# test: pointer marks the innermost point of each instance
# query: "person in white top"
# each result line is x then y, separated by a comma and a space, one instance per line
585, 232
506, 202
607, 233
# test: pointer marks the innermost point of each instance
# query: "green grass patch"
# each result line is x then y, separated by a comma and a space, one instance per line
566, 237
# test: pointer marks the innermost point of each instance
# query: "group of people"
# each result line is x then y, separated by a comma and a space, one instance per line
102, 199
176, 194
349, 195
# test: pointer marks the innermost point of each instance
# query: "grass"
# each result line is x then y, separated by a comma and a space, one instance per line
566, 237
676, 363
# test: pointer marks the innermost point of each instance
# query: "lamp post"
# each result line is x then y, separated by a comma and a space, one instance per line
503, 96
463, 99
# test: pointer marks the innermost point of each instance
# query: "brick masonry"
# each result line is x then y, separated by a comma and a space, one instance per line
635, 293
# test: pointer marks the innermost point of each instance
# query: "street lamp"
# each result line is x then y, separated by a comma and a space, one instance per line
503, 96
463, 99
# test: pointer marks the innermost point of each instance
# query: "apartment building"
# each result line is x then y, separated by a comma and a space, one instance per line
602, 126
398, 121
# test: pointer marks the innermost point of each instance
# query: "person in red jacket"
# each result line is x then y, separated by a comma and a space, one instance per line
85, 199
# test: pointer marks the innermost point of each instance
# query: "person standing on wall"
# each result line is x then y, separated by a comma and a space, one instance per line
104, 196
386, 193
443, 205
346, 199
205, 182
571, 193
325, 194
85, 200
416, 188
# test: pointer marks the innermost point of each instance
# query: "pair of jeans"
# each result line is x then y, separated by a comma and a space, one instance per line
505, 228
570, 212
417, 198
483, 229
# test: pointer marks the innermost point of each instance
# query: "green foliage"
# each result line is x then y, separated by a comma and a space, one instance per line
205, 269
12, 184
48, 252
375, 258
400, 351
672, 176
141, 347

※ ※ ※

[PROBLEM STATEMENT]:
Within the material above, show every line that includes "green".

[EXERCISE RESPONSE]:
# query: "green grass patch"
# query: "green foliage"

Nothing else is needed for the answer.